━━━━━ Listed records
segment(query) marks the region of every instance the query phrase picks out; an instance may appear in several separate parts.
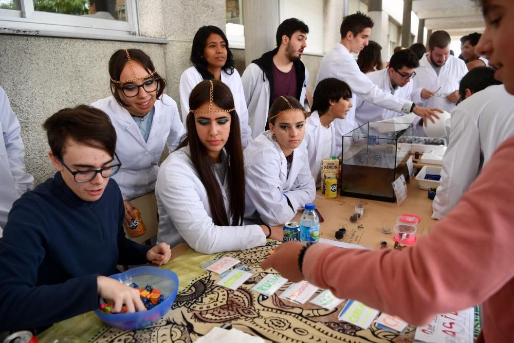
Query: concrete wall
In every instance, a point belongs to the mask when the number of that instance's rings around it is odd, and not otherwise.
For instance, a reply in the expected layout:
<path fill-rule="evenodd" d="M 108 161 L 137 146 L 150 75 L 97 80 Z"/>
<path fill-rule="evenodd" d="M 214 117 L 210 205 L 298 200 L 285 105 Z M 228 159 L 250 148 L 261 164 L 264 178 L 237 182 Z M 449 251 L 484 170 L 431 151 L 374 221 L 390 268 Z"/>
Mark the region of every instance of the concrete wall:
<path fill-rule="evenodd" d="M 180 76 L 191 65 L 193 38 L 203 25 L 224 30 L 225 6 L 224 0 L 140 1 L 141 35 L 166 39 L 168 44 L 0 34 L 0 86 L 5 89 L 20 122 L 25 165 L 35 184 L 54 172 L 41 124 L 61 109 L 109 96 L 107 64 L 116 50 L 134 48 L 146 52 L 168 81 L 166 93 L 180 108 Z M 242 74 L 245 50 L 232 51 L 236 68 Z M 310 75 L 311 89 L 321 60 L 319 56 L 302 57 Z"/>
<path fill-rule="evenodd" d="M 180 108 L 180 76 L 191 66 L 194 34 L 206 25 L 225 29 L 225 0 L 144 0 L 139 6 L 141 35 L 169 44 L 0 34 L 0 86 L 20 120 L 27 171 L 36 185 L 54 173 L 41 124 L 62 108 L 110 95 L 107 63 L 115 51 L 146 52 Z"/>
<path fill-rule="evenodd" d="M 59 110 L 111 95 L 107 63 L 119 49 L 152 58 L 166 77 L 163 45 L 69 38 L 0 35 L 0 86 L 18 117 L 27 172 L 35 184 L 53 174 L 41 124 Z"/>

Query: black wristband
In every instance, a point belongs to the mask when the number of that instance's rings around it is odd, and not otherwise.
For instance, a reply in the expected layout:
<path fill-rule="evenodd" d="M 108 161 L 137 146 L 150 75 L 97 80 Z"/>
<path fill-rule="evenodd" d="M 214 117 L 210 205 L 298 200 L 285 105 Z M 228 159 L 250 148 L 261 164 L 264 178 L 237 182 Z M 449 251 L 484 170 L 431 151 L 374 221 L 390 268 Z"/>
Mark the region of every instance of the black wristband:
<path fill-rule="evenodd" d="M 267 235 L 266 236 L 266 238 L 269 238 L 269 237 L 270 237 L 270 236 L 271 236 L 271 228 L 270 228 L 270 227 L 269 227 L 269 225 L 268 225 L 268 224 L 264 224 L 264 225 L 265 226 L 266 226 L 266 227 L 267 227 L 267 228 L 268 228 L 268 234 L 267 234 Z"/>
<path fill-rule="evenodd" d="M 300 254 L 298 255 L 298 267 L 300 268 L 300 272 L 302 274 L 303 274 L 302 271 L 302 268 L 303 267 L 303 258 L 305 256 L 307 249 L 312 245 L 313 243 L 308 243 L 305 244 L 305 246 L 302 248 L 302 250 L 300 250 Z"/>

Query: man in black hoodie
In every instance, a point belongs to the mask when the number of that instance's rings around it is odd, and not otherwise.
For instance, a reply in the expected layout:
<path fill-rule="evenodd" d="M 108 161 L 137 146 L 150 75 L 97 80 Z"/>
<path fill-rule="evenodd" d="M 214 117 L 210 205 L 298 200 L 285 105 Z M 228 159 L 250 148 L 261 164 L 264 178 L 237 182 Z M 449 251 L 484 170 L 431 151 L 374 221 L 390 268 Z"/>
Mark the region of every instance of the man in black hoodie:
<path fill-rule="evenodd" d="M 248 123 L 255 138 L 268 130 L 268 111 L 276 99 L 289 95 L 304 104 L 309 74 L 300 58 L 309 28 L 296 18 L 277 29 L 278 47 L 252 61 L 241 79 L 248 107 Z"/>

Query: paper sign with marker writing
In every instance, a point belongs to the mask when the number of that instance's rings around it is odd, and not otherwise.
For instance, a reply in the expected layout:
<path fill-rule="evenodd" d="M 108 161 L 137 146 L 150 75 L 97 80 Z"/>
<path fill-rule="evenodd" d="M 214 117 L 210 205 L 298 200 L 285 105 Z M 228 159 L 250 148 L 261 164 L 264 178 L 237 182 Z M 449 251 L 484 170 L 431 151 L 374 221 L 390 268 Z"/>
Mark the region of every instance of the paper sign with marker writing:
━━━━━━━━━━
To be done. Put each line from the beginning of the records up to and including the line that contains "59 110 L 111" into a JSON list of strings, one string per line. Leave out blank lines and the pictures.

Response to this exercise.
[
  "segment(query) marks the region of every instance the query phrase picks out; an instance may appear in several separate parts.",
  "Query: concrete wall",
  "In every instance, a point belongs to the mask when the number of that instance's rings around it is odd, and not otherwise.",
  "For instance, a reply in the expected layout:",
  "<path fill-rule=\"evenodd\" d=\"M 108 161 L 137 146 L 150 75 L 97 80 Z\"/>",
  "<path fill-rule=\"evenodd\" d=\"M 214 117 L 210 205 L 298 200 L 285 105 Z M 228 159 L 250 148 L 261 164 L 264 178 L 237 182 Z M 449 251 L 484 170 L 431 151 L 374 221 L 390 268 Z\"/>",
  "Mark the region of every instance of the concrete wall:",
  "<path fill-rule=\"evenodd\" d=\"M 180 76 L 191 65 L 193 38 L 203 25 L 224 30 L 225 6 L 224 0 L 140 1 L 141 35 L 166 39 L 168 44 L 0 34 L 0 86 L 5 89 L 20 122 L 25 165 L 35 184 L 54 172 L 41 124 L 61 109 L 109 96 L 107 64 L 116 50 L 134 48 L 146 52 L 168 81 L 166 93 L 180 108 Z M 242 74 L 245 50 L 232 51 L 236 68 Z M 310 75 L 311 89 L 321 60 L 319 56 L 302 57 Z\"/>",
  "<path fill-rule=\"evenodd\" d=\"M 180 108 L 180 76 L 191 66 L 194 34 L 206 25 L 225 29 L 225 0 L 144 0 L 139 6 L 141 35 L 169 44 L 0 34 L 0 86 L 20 120 L 27 171 L 36 185 L 54 173 L 41 124 L 62 108 L 110 95 L 107 63 L 115 51 L 146 52 Z\"/>",
  "<path fill-rule=\"evenodd\" d=\"M 59 110 L 111 95 L 107 63 L 119 49 L 152 58 L 166 77 L 163 45 L 69 38 L 0 35 L 0 86 L 18 117 L 27 172 L 35 184 L 53 174 L 41 124 Z\"/>"
]